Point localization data
=== Section Start ===
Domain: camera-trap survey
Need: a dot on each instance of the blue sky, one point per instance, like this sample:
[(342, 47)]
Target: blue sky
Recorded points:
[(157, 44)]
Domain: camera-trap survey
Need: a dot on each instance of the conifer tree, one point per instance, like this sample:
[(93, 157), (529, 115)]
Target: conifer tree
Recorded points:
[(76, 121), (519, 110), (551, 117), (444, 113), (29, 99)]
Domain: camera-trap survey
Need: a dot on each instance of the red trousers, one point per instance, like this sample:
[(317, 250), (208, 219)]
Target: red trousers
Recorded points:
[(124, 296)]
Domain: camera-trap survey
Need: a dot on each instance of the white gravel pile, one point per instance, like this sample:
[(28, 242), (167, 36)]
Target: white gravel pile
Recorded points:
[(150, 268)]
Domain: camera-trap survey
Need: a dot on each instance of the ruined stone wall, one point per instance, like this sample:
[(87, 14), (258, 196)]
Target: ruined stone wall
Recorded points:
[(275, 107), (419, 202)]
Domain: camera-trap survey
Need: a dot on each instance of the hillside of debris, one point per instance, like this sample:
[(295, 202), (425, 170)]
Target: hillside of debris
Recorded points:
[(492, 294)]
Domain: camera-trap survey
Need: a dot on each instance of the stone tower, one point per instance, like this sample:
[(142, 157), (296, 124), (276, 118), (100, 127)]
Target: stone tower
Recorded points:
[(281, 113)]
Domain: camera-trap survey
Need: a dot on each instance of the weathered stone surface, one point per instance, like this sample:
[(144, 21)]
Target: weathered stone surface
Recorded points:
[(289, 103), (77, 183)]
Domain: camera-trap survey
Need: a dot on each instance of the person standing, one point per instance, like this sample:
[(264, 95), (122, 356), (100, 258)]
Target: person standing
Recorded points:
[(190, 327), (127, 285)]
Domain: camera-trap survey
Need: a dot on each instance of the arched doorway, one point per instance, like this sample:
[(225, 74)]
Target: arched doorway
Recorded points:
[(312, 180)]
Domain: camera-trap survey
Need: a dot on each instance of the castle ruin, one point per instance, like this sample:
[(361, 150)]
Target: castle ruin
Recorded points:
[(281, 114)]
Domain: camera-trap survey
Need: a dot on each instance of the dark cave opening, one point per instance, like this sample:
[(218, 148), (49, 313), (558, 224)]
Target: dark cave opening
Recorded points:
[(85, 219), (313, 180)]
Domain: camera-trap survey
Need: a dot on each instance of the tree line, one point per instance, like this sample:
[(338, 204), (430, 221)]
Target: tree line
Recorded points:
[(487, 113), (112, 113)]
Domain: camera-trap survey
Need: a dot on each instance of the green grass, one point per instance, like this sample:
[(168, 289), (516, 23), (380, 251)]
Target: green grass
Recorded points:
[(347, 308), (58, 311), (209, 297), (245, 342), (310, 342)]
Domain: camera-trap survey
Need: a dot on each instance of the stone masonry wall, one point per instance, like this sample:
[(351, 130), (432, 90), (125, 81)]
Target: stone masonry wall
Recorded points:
=== Section End ===
_Activity_. Restate the records above word for word, omitting nothing.

_Answer to the problem_.
Domain: camera-trap survey
Need: a dot on each instance of the blue sky, one point per instance, like this sample:
[(342, 47)]
Target: blue sky
Recorded points:
[(157, 44)]
Domain: camera-trap survey
Need: a dot on each instance of the conifer tree, one point per instance, like this sample:
[(93, 157), (529, 115)]
Target: conifer tree
Recorded points:
[(76, 121), (519, 110), (551, 117), (444, 113), (29, 99)]
Domain: camera-trap survey
Need: a dot on each instance of the red trousers, one point per instance, like this sample:
[(317, 250), (208, 219)]
Target: red trousers
Recorded points:
[(124, 296)]
Domain: camera-trap survey
Need: a dot on each instance of the white gravel pile, one point per instance, like this sample:
[(28, 242), (167, 36)]
Target: white gravel pile
Recorded points:
[(150, 268)]
Domain: camera-trap survey
Need: a dot on each instance of the ruined stone wall, one point per instance, like this sample:
[(87, 14), (258, 196)]
Target: ruined stone wall
Recorded points:
[(275, 107), (419, 202)]
Domain: camera-trap survey
Need: a dot on each instance of the hillside of debris, one point per instance, like this sample:
[(295, 202), (425, 170)]
Target: hillside of debris
Recorded points:
[(492, 294)]
Domain: camera-trap survey
Need: a dot on each instance of the stone tower, one point per instance, like this sample:
[(142, 157), (296, 124), (276, 118), (100, 127)]
Target: stone tower
Recorded points:
[(281, 113)]
Domain: camera-trap survey
Need: a dot on each instance of the weathered stone surface, one point per instance, like this sample:
[(144, 21)]
Target: weathered stone surface
Recorded points:
[(289, 103), (77, 183)]
Domain: camera-trap survey
Need: a dot on each instance of the person standing, one point per instance, like this sample:
[(264, 95), (122, 356), (100, 258)]
Target: person standing
Recorded points:
[(190, 327), (127, 285)]
Domain: camera-trap survey
Need: a dot on each instance of the arched doorway, one point per instance, like this sample:
[(225, 74)]
Target: arched doorway
Recorded points:
[(312, 180)]
Domain: camera-trap survey
Need: a dot on each instance of the castle ruin, one point per instance, like this sample:
[(361, 150)]
Target: castle ruin
Recorded points:
[(281, 114)]
Domain: camera-trap survey
Need: a dot on each instance of the dark cave opening, one point per instance, like this sample:
[(218, 148), (49, 313), (558, 224)]
Target: dark cave opening
Recorded points:
[(85, 219), (313, 180)]
Domain: camera-trap survey
Need: a dot on each instance of the tree line, one point per instance, like this sample:
[(338, 204), (430, 221)]
Target: tree line
Recorded points:
[(487, 113), (112, 113)]
Domain: camera-trap survey
Need: a dot on each instance of the green grass, one point per instance, like this sample:
[(168, 289), (516, 23), (380, 251)]
Target: green grass
Recorded points:
[(347, 308), (58, 311), (209, 297), (245, 342), (310, 342)]
Domain: camera-trap survey
Need: a dot on each instance of the stone masonry wall, one point per instance, like this sample:
[(351, 130), (432, 90), (125, 81)]
Target: stone masonry wall
Recorded points:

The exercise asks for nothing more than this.